What this task involves -> Please return each of the entries exactly, minus their pictures.
━━━ Information given ━━━
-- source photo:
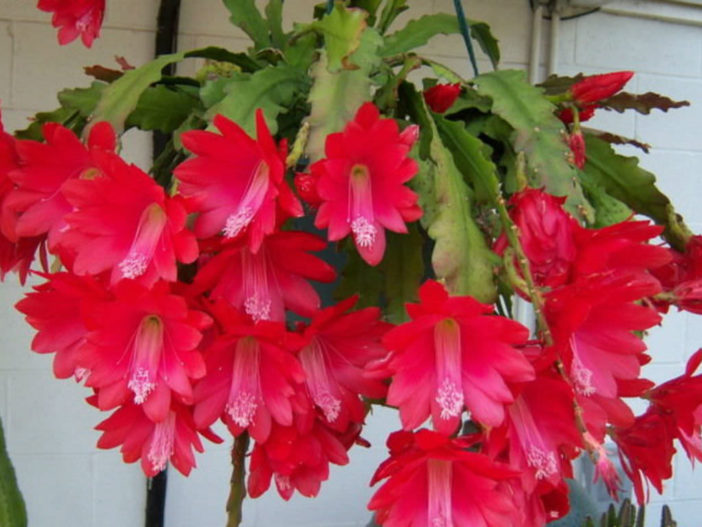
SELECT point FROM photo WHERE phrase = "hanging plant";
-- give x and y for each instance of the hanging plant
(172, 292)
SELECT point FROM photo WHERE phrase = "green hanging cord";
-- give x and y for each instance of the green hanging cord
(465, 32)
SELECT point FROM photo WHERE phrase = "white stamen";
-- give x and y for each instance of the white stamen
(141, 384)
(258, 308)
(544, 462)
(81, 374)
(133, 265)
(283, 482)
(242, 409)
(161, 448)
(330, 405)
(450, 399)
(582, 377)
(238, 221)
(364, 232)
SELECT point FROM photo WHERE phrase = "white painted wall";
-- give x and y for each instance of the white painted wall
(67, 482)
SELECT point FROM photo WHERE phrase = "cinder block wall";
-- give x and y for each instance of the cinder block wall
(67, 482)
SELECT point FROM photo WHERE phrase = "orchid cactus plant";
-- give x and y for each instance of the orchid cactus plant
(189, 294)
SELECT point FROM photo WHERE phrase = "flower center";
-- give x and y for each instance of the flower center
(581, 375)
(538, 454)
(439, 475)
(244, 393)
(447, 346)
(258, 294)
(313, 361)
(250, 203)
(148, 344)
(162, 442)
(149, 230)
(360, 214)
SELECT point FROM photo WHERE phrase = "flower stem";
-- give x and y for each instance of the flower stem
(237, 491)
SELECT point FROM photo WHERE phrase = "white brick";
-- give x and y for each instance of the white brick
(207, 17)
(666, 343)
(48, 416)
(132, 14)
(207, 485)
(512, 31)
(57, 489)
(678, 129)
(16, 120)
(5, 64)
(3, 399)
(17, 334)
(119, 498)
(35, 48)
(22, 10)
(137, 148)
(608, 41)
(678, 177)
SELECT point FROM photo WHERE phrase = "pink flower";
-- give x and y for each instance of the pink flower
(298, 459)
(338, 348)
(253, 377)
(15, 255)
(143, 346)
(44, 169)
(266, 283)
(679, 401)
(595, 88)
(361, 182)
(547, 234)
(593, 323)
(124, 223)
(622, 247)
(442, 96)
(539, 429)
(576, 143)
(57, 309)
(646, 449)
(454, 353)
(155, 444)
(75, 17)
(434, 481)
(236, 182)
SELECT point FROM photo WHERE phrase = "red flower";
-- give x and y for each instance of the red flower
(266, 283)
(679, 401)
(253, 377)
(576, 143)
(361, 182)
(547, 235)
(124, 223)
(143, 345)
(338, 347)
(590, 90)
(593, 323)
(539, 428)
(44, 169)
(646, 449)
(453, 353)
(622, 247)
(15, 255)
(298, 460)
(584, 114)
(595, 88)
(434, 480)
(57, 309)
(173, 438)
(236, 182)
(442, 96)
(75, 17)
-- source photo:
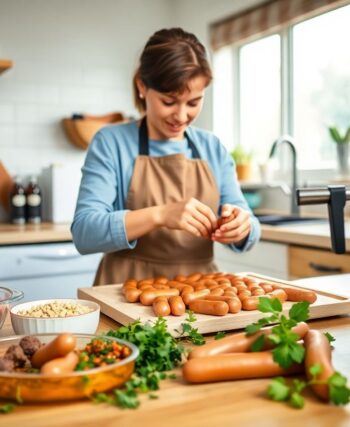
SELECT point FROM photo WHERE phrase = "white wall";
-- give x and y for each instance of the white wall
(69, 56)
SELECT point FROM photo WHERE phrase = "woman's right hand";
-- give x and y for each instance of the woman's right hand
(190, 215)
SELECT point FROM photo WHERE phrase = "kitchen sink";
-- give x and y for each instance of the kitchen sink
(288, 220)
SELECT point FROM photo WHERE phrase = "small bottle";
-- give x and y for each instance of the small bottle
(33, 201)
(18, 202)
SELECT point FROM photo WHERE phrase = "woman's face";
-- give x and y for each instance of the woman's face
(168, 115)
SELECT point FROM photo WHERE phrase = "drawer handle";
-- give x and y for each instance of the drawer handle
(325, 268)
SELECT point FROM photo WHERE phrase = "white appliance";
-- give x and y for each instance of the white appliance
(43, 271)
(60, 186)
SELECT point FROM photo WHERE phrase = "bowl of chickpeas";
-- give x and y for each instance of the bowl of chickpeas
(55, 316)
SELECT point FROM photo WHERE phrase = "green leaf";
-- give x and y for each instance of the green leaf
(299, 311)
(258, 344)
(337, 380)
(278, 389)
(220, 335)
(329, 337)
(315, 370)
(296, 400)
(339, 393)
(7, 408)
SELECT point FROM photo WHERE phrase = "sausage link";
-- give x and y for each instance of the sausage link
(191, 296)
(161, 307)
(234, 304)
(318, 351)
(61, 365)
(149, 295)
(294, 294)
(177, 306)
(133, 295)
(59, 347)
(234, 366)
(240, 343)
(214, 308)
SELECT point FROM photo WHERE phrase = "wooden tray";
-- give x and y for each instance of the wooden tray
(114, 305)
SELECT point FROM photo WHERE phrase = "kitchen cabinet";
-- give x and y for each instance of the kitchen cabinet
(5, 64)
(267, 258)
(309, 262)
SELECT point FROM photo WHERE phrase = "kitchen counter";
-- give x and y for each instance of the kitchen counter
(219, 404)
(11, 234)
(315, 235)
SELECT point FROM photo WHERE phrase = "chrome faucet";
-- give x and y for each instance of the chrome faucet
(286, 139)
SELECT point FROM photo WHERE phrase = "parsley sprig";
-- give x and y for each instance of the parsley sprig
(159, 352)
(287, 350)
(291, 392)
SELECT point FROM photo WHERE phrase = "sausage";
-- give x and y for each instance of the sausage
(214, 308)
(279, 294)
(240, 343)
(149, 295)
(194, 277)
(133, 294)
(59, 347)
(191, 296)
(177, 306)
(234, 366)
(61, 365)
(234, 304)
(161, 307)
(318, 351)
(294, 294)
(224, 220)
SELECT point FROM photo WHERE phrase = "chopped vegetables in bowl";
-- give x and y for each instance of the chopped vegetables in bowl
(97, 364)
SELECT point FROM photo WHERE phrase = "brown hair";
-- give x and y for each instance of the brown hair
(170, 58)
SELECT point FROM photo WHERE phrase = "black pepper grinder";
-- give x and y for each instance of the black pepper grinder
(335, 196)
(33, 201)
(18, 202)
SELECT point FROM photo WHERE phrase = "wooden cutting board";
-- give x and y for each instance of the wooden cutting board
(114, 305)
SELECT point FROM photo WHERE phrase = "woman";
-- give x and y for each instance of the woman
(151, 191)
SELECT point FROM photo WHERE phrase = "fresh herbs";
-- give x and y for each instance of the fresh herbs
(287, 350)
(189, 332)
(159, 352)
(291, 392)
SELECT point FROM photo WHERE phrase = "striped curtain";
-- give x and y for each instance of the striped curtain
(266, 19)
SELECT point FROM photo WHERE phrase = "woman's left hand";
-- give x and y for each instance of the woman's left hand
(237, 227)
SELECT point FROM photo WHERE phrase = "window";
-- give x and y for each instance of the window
━━━
Solution ->
-- source photo:
SELECT point FROM photo WHERE phrase = "hanging plant";
-- give x and y for each instance of the hanging plant
(172, 292)
SELECT point FROM photo WHERE phrase = "green hanging cord";
-- give x and y for each instance of the green hanging cord
(465, 32)
SELECT point FROM photo WHERE phrase = "white stamen";
-- give x and y for each instance of the white stamen
(141, 384)
(258, 308)
(544, 462)
(81, 374)
(133, 265)
(283, 482)
(242, 409)
(161, 448)
(330, 405)
(450, 399)
(582, 377)
(238, 221)
(364, 232)
SELECT point FROM photo WHERE phrase = "white painted wall";
-- give x and y for each instance of the white painted wall
(67, 482)
SELECT point FROM photo WHERE phrase = "cinder block wall";
-- give x and y for each instance of the cinder block wall
(67, 482)
SELECT point FROM photo WHERE phrase = "orchid cactus plant";
-- give x and y for each instance of the orchid cactus plant
(189, 294)
SELECT point FROM photo WHERE phrase = "flower center";
-- give x and y for each instance of the flower center
(581, 375)
(538, 454)
(439, 475)
(244, 393)
(447, 346)
(258, 294)
(313, 361)
(250, 203)
(148, 344)
(162, 442)
(149, 230)
(360, 214)
SELECT point FROM photo WHERE phrase = "flower stem";
-- give x and y for each instance of the flower stem
(237, 491)
SELECT point FROM photo WHERE phrase = "white brick";
-- give x and y for each instance of the white brick
(207, 17)
(666, 343)
(48, 416)
(132, 14)
(207, 485)
(512, 31)
(57, 489)
(678, 129)
(16, 120)
(5, 64)
(3, 399)
(17, 334)
(119, 498)
(35, 48)
(22, 10)
(137, 148)
(608, 41)
(678, 177)
SELECT point FROM photo WHERE phrase = "pink flower";
-- give x and y for each instance of the pink flower
(298, 459)
(338, 348)
(253, 377)
(15, 255)
(143, 346)
(44, 169)
(266, 283)
(679, 401)
(595, 88)
(361, 182)
(547, 234)
(593, 323)
(124, 223)
(622, 247)
(442, 96)
(539, 429)
(576, 143)
(57, 309)
(646, 449)
(454, 353)
(155, 444)
(75, 17)
(434, 481)
(236, 182)
SELECT point FROM photo WHERE phrase = "red flower";
-- give x and y for each instance of the red flower
(266, 283)
(679, 401)
(253, 377)
(576, 143)
(361, 182)
(547, 235)
(124, 223)
(143, 345)
(338, 347)
(590, 90)
(593, 323)
(539, 428)
(44, 169)
(646, 449)
(453, 353)
(622, 247)
(15, 255)
(298, 460)
(584, 114)
(595, 88)
(434, 480)
(57, 309)
(173, 438)
(236, 182)
(442, 96)
(75, 17)
-- source photo:
SELECT point FROM photo WHERE phrase = "white wall";
-- give x and y for each instance of the white wall
(69, 56)
SELECT point FROM photo WHERE phrase = "woman's right hand";
-- give x and y for each instance of the woman's right hand
(190, 215)
SELECT point FROM photo WHERE phrase = "kitchen sink";
-- give x and y for each instance of the kitchen sink
(288, 220)
SELECT point FROM photo WHERE phrase = "small bottle";
-- give x and y for each instance of the small bottle
(33, 201)
(18, 202)
SELECT point FROM photo WHERE phrase = "woman's face";
-- give x and y for each instance of the woman's face
(168, 115)
SELECT point FROM photo WHERE phrase = "drawer handle";
-- give x and y for each instance of the drawer handle
(325, 268)
SELECT point FROM photo WHERE phrase = "white appliance";
-- give x and y for each instance of the white appliance
(43, 271)
(60, 186)
SELECT point FROM photo WHERE phrase = "bowl of chickpeas";
-- give x and y for each instance of the bowl of chickpeas
(55, 316)
SELECT point FROM photo WHERE phrase = "green leaf";
-- give x and y for each instance of the green leaf
(299, 311)
(258, 344)
(337, 380)
(278, 389)
(220, 335)
(329, 337)
(315, 370)
(296, 400)
(339, 393)
(7, 408)
SELECT point FROM photo WHERE phrase = "sausage link";
-- give x and y for each instance of the sausage link
(191, 296)
(161, 307)
(234, 304)
(318, 351)
(61, 365)
(149, 295)
(294, 294)
(177, 306)
(133, 295)
(59, 347)
(234, 366)
(240, 343)
(214, 308)
SELECT point FROM photo WHERE phrase = "wooden tray";
-- give x and y for each instance of the wooden tray
(114, 305)
SELECT point FROM photo WHERE phrase = "kitchen cabinet";
-- give x and y for each instance of the kitchen cabinet
(5, 64)
(267, 258)
(309, 262)
SELECT point FROM photo WHERE phrase = "kitchen counter";
-- give x and y for each instance of the kitchen counter
(219, 404)
(11, 234)
(315, 235)
SELECT point FROM photo WHERE phrase = "chrome faucet";
-- give x and y for each instance of the chrome faucet
(286, 139)
SELECT point FROM photo WHERE phrase = "parsley sprig";
-- give x and y for each instance of the parsley sprig
(159, 352)
(287, 350)
(291, 392)
SELECT point FROM photo WHERE phrase = "sausage";
-- give x and y for each instance of the sausage
(214, 308)
(279, 294)
(240, 343)
(149, 295)
(194, 277)
(133, 294)
(59, 347)
(191, 296)
(177, 306)
(234, 366)
(61, 365)
(234, 304)
(161, 307)
(318, 351)
(294, 294)
(224, 220)
SELECT point FROM photo WHERE phrase = "chopped vegetables in bowl";
-- give x and y for each instance of the chopped vegetables in bowl
(97, 364)
SELECT point FROM photo WHERE phrase = "brown hair";
-- give x and y for each instance of the brown hair
(170, 58)
SELECT point FROM photo WHERE phrase = "black pepper grinder";
-- give x and y for each instance of the black pepper grinder
(335, 196)
(33, 201)
(18, 202)
SELECT point FROM photo WHERE phrase = "wooden cutting board";
-- give x and y for each instance of the wooden cutting board
(114, 305)
SELECT point FROM photo WHERE phrase = "woman";
-- give x and y for each instance of the woman
(151, 191)
SELECT point FROM photo WHERE phrase = "fresh herbs";
-- give x and y for each instance of the fresh herbs
(287, 350)
(189, 332)
(159, 352)
(291, 392)
SELECT point FROM photo WHERE phrase = "striped curtain";
-- give x and y for each instance of the striped curtain
(266, 19)
SELECT point FROM photo WHERE phrase = "woman's left hand";
-- give x and y for each instance of the woman's left hand
(237, 227)
SELECT point FROM photo WHERE phrase = "window";
-- give x and y for each instance of the window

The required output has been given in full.